Sunday, October 8, 2017

Karva Chauth - Gifts of Love.

I am 43 and from a Gujarati Household. From a young age we are introduced to the Art of Fasting. Fasting for a "Good Husband", Fasting for "Good Health", Fasting for getting a "Son", Fasting for Defeating Fate. 
As children, we were part conditioned to believe an unbreakable connection of fasting and dsired results. We feebly questioned it too,  but the women folk elder to us frowned so seriously that we dithered a bit but complied nonetheless. 
We grew up on a diet of Steady Fasting.

**Extracted data:**
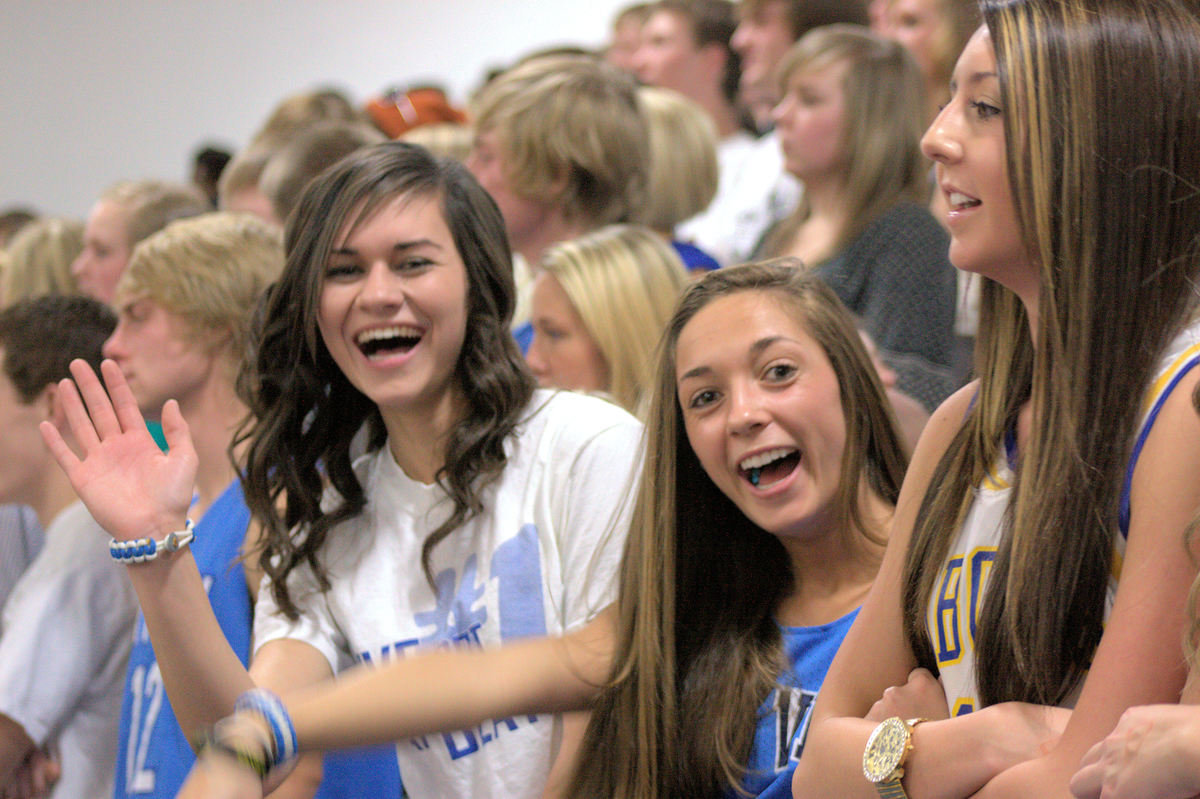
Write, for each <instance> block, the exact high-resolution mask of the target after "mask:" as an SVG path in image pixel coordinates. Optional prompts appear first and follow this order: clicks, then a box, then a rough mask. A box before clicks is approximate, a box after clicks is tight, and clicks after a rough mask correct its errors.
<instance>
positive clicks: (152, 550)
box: [108, 519, 196, 565]
mask: <svg viewBox="0 0 1200 799" xmlns="http://www.w3.org/2000/svg"><path fill="white" fill-rule="evenodd" d="M194 537H196V525H194V524H192V519H187V524H186V525H185V527H184V529H182V530H176V531H174V533H168V534H167V535H166V536H164V537H163V540H162V541H155V540H154V539H134V540H133V541H118V540H116V539H113V540H112V541H109V542H108V554H109V555H112V558H113V560H115V561H116V563H124V564H126V565H128V564H131V563H145V561H148V560H154V559H155V558H157V557H158V555H160V554H162V553H163V552H168V553H169V552H178V551H180V549H182V548H184V547H186V546H187V545H188V543H191V542H192V539H194Z"/></svg>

**Activity list:**
1) From the Karva Chauth post, write out the passage starting at "I am 43 and" and ending at "of Steady Fasting.".
2) In the Karva Chauth post, how did the older women react when the children questioned fasting?

**Solutions by task:**
1)
I am 43 and from a Gujarati Household. From a young age we are introduced to the Art of Fasting. Fasting for a "Good Husband", Fasting for "Good Health", Fasting for getting a "Son", Fasting for Defeating Fate. 
As children, we were part conditioned to believe an unbreakable connection of fasting and dsired results. We feebly questioned it too,  but the women folk elder to us frowned so seriously that we dithered a bit but complied nonetheless. 
We grew up on a diet of Steady Fasting.

2) They frowned so seriously that the children dithered a bit but complied.